Een hogere eindejaarsmarge is niet in lijn met de wens van de Kamer en het kabinet
om meer realistisch te ramen. Een realistische raming leidt immers tot lagere onderuitputting
en daarmee een lagere eindejaarsmarge.
Vraag 62
Welk deel van de onderuitputting valt vrij en welk deel wordt doorgeschoven naar 2025?
Antwoord op vraag 62
Om te voorkomen dat onderuitputting aan het einde van het jaar leidt tot ondoelmatige
uitgaven bestaat de eindejaarsmarge. Met de eindejaarsmarge kunnen middelen, tot een
maximum van 1% van de totale begroting, naar het volgende jaar doorschuiven. Begrotingsfondsen
zoals het Mobiliteitsfonds hebben 100% eindejaarsmarge.
De eindejaarsmarge wordt in de Voorjaarsnota 2025 toegevoegd aan de begroting. Pas
op dat moment is duidelijk welk deel van de onderuitputting wordt doorgeschoven naar
2025.
Vraag 63
Kunt u een overzicht maken van de in=uittaakstellingen en taakstellende onderuitputting
die dit jaar openstond en daarbij betrekken waar deze vandaan komen en hoe deze zijn
ingevuld?
Antwoord op vraag 63
Onderstaande tabel geeft de ingeboekte in=uittaakstelling en aanvullende onderuitputting
weer.
Bij Miljoenennota 2025 is 0,1 miljard euro ingevuld met onderuitputting. Bij Najaarsnota
2024 is 3,2 miljard euro ingevuld. De 3,2 miljard euro bestaat uit onderuitputting
op departementale begrotingen (2,1 miljard euro) en generale mee- en tegenvallers
(1,2 miljard euro).
Tabel 2
In miljoenen euro, + is saldo belastend
2024
1. Ingeboekte in=uittaakstelling
– 5.019
2. Aanvullende onderuitputting Miljoenennota 2023
– 500
3. Aanvullende onderuitputting Voorjaarsnota 2023
– 1.500
4. Aanvullende onderuitputting Miljoenennota 2024
– 1.500
5. Totaal ingeboekte onderuitputting
– 8.519
6. Ingevuld bij Miljoenennota 2025
86
7. Ingevuld bij Najaarsnota 2024
3.242
waarvan onderuitputting op departementale begrotingen
2.090
waarvan generale mee- en tegenvallers
1.153
8. Resterende ingeboekte onderuitputting bij Najaarsnota 2024
– 5.191
Vraag 64
Hoe groot is de kans dat in 2024 nog 5,2 mld. aan meevallers en onderuitputting zal
optreden?
Antwoord op vraag 64
Zie antwoord vraag 8.

|---|

Tot welk maximum kunnen middelen volgens het bronfragment met de eindejaarsmarge naar het volgende jaar doorschuiven? De items spelen hierbij geen rol.

|---|

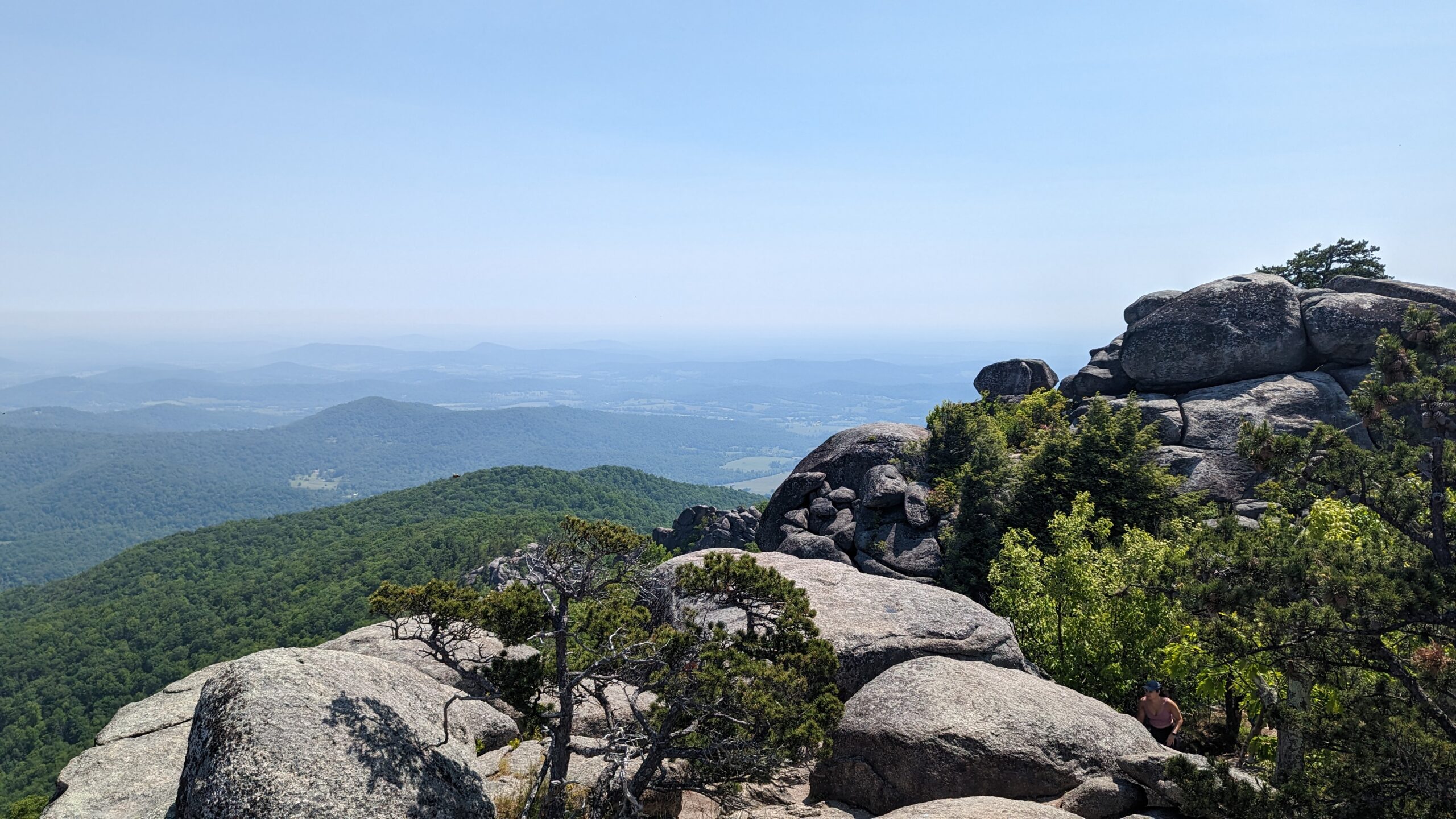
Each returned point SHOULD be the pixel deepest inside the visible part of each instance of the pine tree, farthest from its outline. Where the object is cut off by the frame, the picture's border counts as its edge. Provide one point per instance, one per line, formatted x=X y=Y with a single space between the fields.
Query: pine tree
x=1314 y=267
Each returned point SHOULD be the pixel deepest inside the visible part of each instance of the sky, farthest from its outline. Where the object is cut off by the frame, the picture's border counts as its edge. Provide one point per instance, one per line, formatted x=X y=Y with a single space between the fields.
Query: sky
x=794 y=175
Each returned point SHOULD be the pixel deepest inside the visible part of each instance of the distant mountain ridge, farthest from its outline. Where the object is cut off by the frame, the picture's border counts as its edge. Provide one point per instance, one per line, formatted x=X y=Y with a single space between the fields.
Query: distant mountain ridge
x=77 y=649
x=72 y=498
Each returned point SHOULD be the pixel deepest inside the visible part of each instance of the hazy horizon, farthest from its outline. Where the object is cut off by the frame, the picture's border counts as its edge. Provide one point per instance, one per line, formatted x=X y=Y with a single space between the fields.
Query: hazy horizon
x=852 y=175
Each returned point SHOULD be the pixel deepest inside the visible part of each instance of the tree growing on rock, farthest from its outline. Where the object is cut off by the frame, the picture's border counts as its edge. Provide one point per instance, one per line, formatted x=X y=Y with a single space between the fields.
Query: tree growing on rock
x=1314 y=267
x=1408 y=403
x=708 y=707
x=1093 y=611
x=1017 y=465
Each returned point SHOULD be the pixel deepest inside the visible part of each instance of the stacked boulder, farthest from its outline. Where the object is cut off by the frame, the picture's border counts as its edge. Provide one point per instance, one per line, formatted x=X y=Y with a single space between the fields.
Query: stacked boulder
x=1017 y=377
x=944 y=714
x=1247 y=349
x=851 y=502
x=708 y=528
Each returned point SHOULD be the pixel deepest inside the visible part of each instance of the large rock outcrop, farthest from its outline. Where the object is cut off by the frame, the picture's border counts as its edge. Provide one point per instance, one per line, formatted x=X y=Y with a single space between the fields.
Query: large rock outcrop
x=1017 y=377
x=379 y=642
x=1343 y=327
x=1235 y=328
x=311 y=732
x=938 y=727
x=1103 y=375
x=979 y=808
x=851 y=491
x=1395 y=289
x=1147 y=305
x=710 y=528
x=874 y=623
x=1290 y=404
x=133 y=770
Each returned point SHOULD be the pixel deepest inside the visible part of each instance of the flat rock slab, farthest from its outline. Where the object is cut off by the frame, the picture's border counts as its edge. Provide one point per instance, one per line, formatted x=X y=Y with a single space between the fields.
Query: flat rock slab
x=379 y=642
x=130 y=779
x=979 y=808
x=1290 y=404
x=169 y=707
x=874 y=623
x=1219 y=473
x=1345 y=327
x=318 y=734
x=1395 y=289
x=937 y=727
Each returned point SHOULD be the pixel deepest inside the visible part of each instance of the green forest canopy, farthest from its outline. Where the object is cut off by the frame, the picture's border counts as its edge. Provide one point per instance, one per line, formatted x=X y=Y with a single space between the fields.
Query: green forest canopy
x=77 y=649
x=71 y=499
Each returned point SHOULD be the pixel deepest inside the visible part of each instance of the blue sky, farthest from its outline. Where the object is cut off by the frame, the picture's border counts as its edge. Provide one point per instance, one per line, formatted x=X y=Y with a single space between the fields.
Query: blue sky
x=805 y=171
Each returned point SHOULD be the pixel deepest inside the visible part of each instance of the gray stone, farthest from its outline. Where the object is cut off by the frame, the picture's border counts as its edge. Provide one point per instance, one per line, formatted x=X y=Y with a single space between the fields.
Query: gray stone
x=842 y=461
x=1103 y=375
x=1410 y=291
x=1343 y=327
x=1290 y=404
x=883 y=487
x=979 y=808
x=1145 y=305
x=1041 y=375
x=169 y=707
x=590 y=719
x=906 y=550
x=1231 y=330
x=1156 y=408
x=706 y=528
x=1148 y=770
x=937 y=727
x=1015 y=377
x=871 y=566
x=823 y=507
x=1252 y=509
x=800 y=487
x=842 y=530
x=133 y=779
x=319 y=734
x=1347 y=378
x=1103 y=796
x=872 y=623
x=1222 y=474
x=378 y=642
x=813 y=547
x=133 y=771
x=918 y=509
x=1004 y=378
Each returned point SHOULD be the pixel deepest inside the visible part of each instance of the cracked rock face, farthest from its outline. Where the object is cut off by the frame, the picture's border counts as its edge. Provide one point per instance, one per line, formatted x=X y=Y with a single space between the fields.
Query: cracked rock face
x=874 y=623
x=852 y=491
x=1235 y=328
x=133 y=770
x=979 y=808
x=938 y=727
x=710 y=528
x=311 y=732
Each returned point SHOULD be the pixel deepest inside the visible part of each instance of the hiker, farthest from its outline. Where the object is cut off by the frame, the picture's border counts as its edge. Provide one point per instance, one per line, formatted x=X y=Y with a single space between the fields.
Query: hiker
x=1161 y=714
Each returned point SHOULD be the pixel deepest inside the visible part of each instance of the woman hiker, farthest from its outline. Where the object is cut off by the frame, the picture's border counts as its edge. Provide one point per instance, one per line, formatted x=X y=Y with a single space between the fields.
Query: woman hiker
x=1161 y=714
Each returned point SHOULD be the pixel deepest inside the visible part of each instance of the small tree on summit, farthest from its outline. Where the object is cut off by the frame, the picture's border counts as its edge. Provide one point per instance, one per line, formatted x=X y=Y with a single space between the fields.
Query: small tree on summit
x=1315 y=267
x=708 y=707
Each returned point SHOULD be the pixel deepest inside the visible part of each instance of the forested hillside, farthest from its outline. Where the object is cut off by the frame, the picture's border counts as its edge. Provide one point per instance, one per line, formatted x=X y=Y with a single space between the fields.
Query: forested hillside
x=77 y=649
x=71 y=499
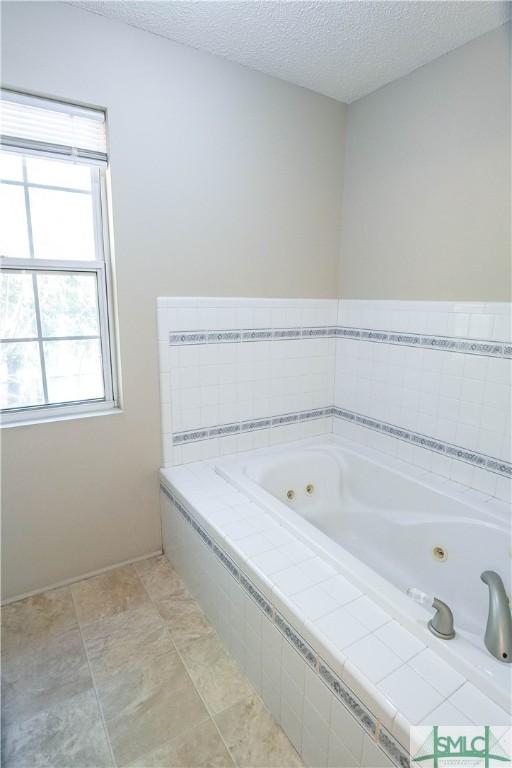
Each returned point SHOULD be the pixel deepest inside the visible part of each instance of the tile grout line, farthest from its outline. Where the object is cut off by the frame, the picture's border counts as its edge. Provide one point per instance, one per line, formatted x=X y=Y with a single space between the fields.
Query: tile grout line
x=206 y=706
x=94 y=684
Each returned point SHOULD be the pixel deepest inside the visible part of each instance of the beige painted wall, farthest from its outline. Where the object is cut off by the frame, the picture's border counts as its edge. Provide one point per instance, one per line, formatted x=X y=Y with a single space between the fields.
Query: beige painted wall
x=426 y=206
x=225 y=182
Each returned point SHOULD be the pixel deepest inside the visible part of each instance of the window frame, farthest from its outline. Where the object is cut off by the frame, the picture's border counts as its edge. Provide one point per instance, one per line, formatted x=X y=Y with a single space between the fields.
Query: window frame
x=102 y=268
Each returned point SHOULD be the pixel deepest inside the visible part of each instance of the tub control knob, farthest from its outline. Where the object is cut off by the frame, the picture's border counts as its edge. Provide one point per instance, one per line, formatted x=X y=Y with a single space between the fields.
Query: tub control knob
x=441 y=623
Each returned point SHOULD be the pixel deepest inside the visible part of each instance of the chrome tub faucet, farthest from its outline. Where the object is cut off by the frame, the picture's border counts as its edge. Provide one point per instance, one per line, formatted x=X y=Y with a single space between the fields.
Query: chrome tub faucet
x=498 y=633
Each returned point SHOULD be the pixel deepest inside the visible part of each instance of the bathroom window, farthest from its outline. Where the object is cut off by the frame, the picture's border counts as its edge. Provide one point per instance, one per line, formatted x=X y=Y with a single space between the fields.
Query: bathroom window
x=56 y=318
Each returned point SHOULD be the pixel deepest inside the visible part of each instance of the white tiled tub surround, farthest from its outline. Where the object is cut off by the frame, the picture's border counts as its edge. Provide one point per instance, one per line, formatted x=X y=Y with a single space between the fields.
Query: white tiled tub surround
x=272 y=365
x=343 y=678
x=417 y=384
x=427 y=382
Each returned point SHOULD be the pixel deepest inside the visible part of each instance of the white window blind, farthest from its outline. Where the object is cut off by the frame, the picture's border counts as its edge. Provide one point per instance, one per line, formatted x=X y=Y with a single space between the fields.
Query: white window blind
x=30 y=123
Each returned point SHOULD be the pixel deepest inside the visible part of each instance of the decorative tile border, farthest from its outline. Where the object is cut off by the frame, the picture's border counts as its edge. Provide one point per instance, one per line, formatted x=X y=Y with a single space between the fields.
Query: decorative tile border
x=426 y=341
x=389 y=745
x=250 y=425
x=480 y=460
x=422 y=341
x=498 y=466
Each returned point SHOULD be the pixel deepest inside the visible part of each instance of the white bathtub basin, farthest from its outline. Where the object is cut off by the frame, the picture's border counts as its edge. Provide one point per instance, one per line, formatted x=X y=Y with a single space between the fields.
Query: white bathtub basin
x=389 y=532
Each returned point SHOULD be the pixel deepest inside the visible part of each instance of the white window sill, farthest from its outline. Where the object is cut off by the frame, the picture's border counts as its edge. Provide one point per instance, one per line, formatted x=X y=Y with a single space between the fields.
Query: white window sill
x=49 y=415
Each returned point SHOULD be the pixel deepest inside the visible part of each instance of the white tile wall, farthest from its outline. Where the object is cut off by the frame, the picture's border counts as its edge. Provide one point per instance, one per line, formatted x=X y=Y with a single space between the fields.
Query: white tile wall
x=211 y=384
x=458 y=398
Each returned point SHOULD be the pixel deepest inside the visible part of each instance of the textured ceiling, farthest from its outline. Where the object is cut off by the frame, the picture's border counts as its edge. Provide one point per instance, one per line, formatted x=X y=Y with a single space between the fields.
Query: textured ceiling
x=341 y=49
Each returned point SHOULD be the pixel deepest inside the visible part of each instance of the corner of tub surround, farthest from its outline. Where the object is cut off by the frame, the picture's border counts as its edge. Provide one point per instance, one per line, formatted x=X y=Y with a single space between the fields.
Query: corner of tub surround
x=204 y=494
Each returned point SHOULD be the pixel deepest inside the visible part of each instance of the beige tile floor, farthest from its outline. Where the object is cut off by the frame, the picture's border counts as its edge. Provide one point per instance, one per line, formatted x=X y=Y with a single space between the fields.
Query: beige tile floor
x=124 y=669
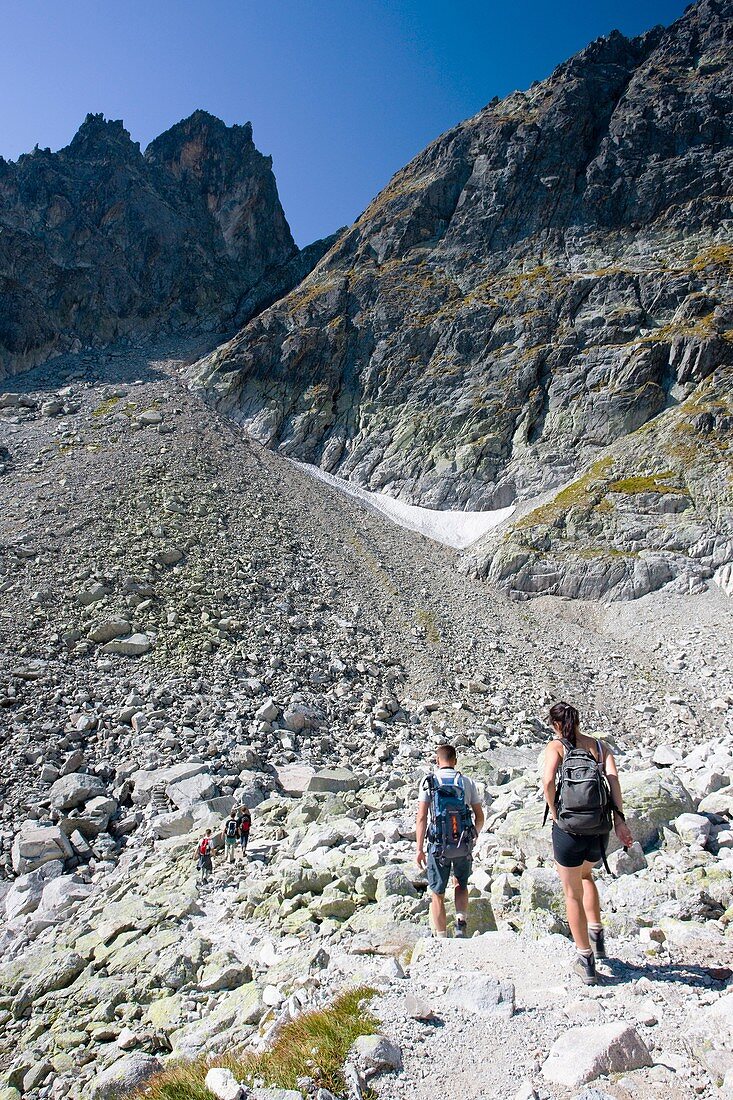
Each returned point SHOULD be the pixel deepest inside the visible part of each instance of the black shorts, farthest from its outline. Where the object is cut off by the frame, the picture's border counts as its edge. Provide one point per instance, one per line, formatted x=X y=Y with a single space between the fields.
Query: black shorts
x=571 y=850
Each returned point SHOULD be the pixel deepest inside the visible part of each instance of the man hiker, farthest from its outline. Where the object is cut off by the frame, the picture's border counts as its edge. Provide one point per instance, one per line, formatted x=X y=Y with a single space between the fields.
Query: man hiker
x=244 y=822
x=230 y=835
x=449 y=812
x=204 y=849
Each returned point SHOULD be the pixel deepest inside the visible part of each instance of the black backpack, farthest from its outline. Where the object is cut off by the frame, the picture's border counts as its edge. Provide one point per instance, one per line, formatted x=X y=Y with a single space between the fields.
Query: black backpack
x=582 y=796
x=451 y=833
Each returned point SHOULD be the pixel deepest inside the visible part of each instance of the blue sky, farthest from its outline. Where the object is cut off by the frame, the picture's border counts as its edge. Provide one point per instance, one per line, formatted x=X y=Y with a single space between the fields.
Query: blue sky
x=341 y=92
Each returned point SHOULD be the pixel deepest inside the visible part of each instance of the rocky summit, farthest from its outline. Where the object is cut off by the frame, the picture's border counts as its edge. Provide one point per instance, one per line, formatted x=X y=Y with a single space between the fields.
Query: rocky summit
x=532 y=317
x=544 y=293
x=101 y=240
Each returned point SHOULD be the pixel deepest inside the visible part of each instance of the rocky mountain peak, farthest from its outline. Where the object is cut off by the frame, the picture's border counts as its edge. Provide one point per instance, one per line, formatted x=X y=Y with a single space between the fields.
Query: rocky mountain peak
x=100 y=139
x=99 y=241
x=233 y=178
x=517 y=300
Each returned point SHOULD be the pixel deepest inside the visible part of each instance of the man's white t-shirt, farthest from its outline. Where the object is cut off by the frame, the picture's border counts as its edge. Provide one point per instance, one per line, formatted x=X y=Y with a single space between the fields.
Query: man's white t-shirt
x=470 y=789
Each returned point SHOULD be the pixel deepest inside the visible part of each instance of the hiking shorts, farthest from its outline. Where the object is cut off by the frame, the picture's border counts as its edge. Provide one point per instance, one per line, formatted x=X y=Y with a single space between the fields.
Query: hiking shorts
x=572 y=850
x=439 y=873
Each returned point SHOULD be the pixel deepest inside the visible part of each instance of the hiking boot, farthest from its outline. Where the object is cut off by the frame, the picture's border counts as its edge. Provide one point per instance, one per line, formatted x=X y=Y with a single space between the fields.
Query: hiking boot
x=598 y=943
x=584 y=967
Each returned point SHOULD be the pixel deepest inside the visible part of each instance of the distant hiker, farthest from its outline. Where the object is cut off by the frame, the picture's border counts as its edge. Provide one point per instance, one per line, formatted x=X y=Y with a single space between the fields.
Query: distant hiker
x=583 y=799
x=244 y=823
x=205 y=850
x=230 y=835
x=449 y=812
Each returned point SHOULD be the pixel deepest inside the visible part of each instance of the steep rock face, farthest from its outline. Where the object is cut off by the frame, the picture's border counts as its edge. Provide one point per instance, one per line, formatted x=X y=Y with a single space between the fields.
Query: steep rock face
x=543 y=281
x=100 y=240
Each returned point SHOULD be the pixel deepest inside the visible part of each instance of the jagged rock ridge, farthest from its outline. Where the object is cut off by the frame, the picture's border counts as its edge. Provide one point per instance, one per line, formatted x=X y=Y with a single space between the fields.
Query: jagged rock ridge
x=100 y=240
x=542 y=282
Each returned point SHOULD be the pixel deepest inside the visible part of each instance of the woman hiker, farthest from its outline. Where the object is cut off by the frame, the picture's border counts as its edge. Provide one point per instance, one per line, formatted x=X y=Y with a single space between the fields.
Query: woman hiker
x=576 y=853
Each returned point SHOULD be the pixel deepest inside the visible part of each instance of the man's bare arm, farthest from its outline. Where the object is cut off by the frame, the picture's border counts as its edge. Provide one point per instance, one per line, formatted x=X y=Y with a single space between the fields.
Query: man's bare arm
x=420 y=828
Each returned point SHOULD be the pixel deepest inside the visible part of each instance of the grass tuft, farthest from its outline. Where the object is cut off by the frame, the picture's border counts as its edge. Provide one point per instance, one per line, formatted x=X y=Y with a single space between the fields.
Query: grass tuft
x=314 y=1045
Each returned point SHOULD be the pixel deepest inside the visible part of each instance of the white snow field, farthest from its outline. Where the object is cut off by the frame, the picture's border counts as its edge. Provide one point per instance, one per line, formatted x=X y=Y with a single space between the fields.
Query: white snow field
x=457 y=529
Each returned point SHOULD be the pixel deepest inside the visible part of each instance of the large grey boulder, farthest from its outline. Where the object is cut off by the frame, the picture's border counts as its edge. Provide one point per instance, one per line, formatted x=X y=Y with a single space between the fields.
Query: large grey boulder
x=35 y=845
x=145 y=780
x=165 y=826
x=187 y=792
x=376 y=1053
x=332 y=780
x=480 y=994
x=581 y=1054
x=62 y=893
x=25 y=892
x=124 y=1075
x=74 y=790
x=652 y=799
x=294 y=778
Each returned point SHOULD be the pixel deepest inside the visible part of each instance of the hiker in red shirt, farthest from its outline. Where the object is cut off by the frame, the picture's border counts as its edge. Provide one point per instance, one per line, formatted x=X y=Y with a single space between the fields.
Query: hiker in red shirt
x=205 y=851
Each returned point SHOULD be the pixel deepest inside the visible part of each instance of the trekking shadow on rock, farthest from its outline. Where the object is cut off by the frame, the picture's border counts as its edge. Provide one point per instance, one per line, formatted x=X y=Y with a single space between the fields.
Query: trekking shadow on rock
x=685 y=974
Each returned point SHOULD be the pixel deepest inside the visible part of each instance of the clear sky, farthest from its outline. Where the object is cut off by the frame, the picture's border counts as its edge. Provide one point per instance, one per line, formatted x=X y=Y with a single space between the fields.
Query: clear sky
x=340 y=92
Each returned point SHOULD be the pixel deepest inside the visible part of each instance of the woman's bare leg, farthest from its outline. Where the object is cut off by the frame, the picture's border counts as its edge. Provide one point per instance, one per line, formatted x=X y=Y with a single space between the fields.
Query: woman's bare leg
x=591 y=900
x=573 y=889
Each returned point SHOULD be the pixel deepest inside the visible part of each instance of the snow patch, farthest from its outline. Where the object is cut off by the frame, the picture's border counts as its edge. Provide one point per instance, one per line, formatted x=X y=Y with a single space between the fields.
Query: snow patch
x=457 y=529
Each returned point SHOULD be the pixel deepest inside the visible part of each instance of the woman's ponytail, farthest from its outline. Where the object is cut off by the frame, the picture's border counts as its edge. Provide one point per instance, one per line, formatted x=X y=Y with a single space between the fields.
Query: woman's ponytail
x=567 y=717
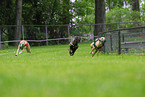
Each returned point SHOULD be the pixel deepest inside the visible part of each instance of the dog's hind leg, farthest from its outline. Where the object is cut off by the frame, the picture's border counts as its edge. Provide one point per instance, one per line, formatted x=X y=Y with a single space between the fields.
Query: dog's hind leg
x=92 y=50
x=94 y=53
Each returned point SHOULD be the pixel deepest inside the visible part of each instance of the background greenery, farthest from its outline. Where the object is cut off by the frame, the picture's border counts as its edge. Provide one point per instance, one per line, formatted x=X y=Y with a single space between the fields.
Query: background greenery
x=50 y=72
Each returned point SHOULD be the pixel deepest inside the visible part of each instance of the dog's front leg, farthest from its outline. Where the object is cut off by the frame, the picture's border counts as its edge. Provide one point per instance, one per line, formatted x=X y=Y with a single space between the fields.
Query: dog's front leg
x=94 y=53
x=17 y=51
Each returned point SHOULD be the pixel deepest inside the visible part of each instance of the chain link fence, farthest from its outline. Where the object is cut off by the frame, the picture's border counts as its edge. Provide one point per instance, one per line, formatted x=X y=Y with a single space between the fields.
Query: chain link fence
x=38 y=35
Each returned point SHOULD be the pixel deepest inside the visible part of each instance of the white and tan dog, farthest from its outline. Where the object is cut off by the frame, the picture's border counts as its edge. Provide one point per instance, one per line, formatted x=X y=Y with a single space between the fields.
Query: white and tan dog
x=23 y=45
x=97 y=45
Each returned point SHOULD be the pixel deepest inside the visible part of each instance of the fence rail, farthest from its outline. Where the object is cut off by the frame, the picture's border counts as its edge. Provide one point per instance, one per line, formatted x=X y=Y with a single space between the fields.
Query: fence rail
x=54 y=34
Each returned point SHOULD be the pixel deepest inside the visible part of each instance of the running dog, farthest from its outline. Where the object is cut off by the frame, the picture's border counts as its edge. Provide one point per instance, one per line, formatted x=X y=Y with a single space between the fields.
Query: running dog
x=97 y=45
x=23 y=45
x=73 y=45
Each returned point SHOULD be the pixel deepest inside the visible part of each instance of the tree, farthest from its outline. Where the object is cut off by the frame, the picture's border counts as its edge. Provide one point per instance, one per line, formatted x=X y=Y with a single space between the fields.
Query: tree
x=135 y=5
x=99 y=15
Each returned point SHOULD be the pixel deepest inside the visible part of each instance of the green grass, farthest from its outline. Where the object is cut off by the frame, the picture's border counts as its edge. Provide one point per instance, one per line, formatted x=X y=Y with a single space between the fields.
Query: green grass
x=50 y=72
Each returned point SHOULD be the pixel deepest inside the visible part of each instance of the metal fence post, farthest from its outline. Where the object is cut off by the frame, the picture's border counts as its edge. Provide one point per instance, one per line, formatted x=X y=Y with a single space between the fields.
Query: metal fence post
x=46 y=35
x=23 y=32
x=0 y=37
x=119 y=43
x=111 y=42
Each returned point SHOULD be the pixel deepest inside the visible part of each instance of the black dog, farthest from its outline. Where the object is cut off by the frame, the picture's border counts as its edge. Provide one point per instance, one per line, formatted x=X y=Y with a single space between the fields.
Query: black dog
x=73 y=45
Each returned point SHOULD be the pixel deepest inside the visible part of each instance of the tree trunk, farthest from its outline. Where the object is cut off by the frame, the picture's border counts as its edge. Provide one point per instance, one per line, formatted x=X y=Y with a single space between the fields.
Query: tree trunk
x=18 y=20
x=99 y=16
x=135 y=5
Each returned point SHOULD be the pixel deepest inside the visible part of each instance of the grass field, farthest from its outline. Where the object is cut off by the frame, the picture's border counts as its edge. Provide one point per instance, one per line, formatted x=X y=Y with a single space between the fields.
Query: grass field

|---|

▶ ANTWOORD OPGAVE
Tot een maximum van 1% van de totale begroting.